Summarize the rhinestone collars thread in two sentences.

-- BEGIN Given text --

# Rhinestone collars



## Gryphon (Nov 5, 2013)

Wowsers. On a day to day basis these might be too much and a bit uncomfortable. I think they would be stunning for a special occasion. I'm saving this link. (Perhaps the pet collar folks would consider making matching human bling ; ). These remind me of 1960s poodle attire!


----------



## Indiana (Sep 11, 2011)

They are very pretty! I have a few fancy collars for the dogs, I would definitely get a couple as well for special occasions, I've never seen anything so luxurious as these. Funny story; I got Indy a pink leather with rhinestones a year or so ago, and Maddy carefully chewed off all the rhinestones. The back yard was pretty glittery for a few days after that!


----------



## Carolinek (Apr 2, 2014)

They remind of vintage poodle attire too. I am so into that....I like thinking of a time before people didn't want their poodles to look like poodles!

-- END Given text --
-- BEGIN Collected data --

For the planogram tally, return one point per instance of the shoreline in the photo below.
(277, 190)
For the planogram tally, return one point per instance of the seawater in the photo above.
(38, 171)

-- END Collected data --

[Complete output]: Commenters call the rhinestone collars stunning and luxurious but better suited to special occasions than daily wear, and two say the collars remind them of 1960s or vintage poodle attire. One commenter recalls that Maddy chewed every rhinestone off a pink leather collar bought for Indy, which left the back yard glittery for days.